● DOCUMENT PASSAGE
--

According to the professor, it is not possible to achieve the same effect through diet alone, since lactate and ketones, although they occur naturally, cannot be consumed in the necessary quantities without undesirable by-products such as acid and salt. This is where the new molecule, called LaKe, comes in.
Molecule > dietary supplements
The development of LaKe is the result of several years of research collaboration between Thomas Poulsen, Professor Mogens Johannsen from the Department of Forensic Medicine, and Chief physician and Professor Niels Møller, at the Department of Clinical Medicine and Steno Diabetes Center, Aarhus.
All three have researched metabolism from different angles, and they all already knew from their own and others’ studies that lactate and ketones have beneficial effects. It took them three years to make the chemical fusion of lactate and ketones, without the harmful ‘fellow passengers’ in the form of salt and acid.
“In a way, we’re not surprised by the effect, because we are combining well known substances. The innovation is that we have now created a molecule which allows us to artificially control the amounts of lactate and ketones safely,” says Thomas Poulsen.
So far, the molecule has only been tested on rats, but the first clinical trials in humans are now underway at Aarhus University Hospital.
According to Thomas Poulsen, the trials are expected to pave the way for the molecule to become an advanced nutritional supplement. It will especially help people who cannot follow a strict exercise and diet plan.
“It can be difficult to maintain motivation to run many kilometres at high speed and go without food. For people with physical ailments such as a weak heart or general weakness, a nutritional supplement can be the key to better recovery,” explains Thomas Poulsen.

--

● RECORDS SUPPLIED
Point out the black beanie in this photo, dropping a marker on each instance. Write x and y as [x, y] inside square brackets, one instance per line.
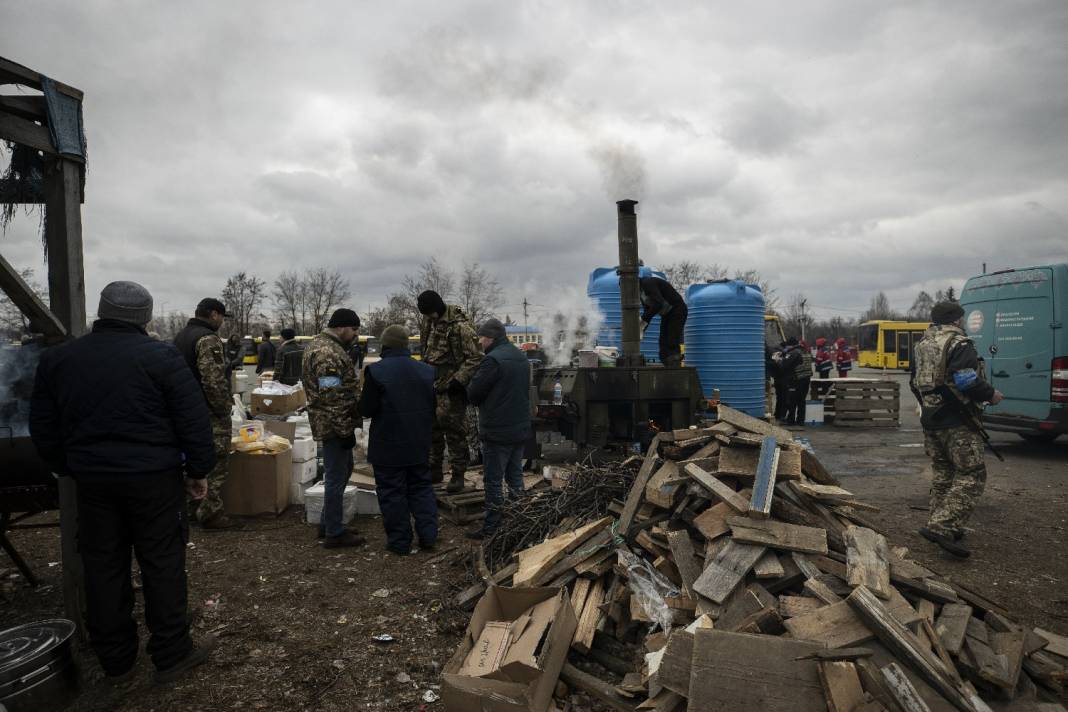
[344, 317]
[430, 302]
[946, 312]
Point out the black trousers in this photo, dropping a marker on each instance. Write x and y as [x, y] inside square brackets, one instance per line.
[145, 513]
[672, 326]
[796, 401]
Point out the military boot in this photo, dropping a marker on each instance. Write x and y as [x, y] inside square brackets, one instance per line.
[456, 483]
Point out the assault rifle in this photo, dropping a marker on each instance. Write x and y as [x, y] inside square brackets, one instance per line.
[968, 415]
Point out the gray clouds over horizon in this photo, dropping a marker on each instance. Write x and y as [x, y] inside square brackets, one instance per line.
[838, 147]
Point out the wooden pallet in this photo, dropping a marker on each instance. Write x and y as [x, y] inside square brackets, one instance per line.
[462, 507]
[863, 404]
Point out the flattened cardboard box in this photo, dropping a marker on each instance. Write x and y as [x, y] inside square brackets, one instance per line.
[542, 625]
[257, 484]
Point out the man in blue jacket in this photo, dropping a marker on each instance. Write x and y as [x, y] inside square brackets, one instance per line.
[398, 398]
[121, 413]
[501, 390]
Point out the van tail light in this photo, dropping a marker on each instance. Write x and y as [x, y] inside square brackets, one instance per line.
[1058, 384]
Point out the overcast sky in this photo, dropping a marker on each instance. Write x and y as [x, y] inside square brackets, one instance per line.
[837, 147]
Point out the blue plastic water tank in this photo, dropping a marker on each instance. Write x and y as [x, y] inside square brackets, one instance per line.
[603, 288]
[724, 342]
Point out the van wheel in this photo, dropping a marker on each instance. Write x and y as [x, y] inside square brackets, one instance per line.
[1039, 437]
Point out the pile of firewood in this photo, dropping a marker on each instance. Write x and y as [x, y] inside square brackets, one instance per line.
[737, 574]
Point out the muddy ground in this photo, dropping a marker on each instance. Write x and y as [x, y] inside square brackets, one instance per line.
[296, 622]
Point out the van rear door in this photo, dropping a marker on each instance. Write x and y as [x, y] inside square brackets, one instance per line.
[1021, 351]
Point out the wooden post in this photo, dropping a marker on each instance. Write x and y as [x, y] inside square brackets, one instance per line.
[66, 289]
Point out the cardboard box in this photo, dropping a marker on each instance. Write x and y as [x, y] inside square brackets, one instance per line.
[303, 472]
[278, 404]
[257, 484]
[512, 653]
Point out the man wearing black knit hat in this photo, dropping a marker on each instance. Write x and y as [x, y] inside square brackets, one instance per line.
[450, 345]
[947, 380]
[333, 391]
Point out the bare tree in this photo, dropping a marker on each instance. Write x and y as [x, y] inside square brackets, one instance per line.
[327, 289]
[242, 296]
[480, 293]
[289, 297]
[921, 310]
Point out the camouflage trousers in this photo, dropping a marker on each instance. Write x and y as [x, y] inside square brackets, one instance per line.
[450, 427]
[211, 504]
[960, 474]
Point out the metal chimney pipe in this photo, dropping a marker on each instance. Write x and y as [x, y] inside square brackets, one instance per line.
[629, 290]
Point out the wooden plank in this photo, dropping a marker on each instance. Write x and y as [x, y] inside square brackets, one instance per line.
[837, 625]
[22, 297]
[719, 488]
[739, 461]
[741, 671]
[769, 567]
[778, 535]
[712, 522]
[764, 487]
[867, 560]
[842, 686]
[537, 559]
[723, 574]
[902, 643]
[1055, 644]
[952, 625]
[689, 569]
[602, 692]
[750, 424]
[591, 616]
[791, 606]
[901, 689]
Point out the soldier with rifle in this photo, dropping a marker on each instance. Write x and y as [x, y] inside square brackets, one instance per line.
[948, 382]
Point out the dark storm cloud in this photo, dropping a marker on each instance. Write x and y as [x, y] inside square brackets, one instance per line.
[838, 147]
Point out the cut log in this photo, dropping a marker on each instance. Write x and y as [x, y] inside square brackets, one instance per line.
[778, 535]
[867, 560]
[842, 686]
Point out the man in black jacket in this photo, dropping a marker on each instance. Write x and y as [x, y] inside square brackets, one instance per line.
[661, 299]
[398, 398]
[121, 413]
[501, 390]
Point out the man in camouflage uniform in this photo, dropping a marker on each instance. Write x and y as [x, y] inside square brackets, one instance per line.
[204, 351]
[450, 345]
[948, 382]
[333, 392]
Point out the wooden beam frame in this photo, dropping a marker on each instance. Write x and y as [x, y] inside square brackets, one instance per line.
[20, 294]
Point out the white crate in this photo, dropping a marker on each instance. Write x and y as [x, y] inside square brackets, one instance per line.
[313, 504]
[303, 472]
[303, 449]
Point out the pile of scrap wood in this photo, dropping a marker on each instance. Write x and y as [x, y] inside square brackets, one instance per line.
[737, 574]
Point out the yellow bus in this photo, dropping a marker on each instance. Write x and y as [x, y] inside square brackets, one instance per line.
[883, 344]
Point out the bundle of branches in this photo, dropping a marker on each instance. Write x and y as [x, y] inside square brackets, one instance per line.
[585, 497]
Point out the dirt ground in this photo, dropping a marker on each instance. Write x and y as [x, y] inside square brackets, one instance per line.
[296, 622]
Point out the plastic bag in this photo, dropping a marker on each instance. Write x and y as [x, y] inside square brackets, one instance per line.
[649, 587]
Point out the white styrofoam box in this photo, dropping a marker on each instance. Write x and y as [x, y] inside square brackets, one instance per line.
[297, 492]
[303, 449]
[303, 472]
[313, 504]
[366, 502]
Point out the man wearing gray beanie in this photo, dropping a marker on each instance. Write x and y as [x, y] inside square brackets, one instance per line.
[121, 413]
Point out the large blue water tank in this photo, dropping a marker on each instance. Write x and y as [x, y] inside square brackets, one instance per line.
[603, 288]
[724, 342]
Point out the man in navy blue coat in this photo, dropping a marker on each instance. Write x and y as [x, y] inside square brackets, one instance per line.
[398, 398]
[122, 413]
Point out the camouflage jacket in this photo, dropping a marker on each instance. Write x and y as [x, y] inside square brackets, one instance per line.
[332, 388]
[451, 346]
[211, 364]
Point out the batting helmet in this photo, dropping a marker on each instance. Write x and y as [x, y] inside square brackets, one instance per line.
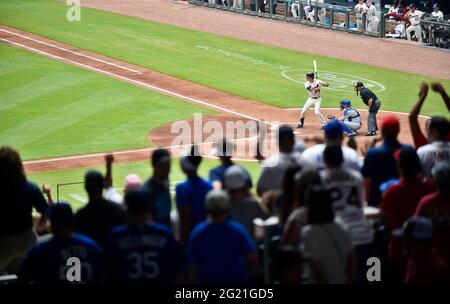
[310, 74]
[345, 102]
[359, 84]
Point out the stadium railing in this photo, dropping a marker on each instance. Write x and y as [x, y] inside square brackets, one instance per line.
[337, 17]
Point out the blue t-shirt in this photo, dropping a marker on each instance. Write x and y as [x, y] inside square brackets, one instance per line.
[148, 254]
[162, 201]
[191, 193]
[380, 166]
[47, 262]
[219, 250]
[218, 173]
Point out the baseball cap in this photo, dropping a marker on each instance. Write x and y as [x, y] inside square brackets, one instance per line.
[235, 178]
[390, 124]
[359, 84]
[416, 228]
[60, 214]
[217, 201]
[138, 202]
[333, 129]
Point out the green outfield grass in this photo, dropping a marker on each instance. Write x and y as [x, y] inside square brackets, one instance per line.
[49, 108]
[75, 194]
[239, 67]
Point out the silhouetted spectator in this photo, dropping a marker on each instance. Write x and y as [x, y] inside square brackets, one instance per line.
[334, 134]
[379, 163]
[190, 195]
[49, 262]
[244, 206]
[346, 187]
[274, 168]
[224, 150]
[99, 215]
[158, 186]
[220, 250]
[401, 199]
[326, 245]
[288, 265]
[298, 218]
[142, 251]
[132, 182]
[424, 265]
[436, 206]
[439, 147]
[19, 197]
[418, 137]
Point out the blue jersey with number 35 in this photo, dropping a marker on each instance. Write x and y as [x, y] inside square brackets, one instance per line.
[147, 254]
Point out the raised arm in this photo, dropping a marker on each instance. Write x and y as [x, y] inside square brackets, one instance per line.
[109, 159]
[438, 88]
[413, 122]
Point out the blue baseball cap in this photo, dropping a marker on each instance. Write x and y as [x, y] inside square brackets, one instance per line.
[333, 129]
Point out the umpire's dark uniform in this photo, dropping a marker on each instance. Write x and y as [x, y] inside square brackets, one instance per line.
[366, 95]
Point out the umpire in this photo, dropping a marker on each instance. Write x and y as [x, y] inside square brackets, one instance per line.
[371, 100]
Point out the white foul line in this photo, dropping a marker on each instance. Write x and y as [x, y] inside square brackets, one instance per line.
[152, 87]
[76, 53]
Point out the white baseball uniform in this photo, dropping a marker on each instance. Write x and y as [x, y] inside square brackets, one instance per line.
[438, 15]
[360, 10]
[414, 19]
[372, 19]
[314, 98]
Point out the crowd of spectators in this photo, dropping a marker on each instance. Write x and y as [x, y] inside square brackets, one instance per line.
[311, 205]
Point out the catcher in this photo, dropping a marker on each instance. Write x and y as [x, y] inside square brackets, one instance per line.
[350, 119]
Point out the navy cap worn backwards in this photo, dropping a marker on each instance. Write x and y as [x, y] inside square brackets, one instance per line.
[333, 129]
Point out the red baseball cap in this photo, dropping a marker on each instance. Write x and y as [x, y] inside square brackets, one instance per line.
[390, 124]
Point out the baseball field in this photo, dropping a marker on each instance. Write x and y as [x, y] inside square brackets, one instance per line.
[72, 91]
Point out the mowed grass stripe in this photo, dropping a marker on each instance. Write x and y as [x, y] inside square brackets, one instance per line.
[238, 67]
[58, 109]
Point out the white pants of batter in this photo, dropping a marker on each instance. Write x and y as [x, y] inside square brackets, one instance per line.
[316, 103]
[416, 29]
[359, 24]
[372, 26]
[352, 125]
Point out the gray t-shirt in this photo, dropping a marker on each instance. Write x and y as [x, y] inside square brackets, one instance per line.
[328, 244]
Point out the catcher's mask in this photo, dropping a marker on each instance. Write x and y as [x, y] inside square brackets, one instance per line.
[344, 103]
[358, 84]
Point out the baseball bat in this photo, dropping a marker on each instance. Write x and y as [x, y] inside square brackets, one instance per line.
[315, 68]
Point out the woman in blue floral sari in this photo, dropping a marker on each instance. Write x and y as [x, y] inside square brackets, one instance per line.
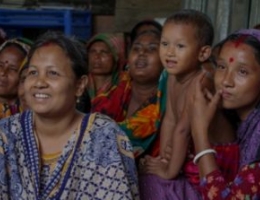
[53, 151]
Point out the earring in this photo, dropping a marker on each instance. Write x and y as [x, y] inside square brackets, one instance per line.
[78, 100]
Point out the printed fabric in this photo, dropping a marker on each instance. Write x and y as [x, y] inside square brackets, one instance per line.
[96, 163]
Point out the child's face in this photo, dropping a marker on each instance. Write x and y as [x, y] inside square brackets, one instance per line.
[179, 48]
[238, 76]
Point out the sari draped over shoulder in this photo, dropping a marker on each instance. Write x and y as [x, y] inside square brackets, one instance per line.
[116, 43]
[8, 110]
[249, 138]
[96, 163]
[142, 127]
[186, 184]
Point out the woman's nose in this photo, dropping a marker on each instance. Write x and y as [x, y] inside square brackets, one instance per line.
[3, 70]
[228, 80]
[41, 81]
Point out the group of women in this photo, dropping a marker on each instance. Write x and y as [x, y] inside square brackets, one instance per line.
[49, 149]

--

● WHAT THE EXERCISE ASKS
Could you extend the passage about the LaKe molecule, picking up right after its last sentence?

● OUTPUT BELOW
Perspectives for treatment of brain trauma
The molecule also has potential to alleviate concentration difficulties and may be used in the treatment of serious diseases such as Parkinson’s and dementia. These diseases are often characterized by low energy levels in the brain, which inhibit its optimal functioning.
“Because lactate can take over the role of glucose in the brain under stressful or traumatic conditions, there have been experiments to increase lactate levels in people with concussion.
“Patients who cannot perform strenuous exercise will benefit greatly from a drug that can boost these levels,” explains Thomas Poulsen.
About this neuropharmacology, diet, and exercise research news
Author: Henriette Stevnhoej
Source: Aarhus University
Contact: Henriette Stevnhoej – Aarhus University
Image: The image is credited to Neuroscience News
Original Research: Open access.
“Preparation and Preclinical Characterization of a Simple Ester for Dual Exogenous Supply of Lactate and Beta-hydroxybutyrate” by Thomas Poulsen et al. Journal of Agricultural and Food Chemistry
Abstract
Preparation and Preclinical Characterization of a Simple Ester for Dual Exogenous Supply of Lactate and Beta-hydroxybutyrate
Elevation of the plasma levels of (S)-lactate (Lac) and/or (R)-beta-hydroxybutyrate (BHB) occurs naturally in response to strenuous exercise and prolonged fasting, respectively, resulting in millimolar concentrations of these two metabolites.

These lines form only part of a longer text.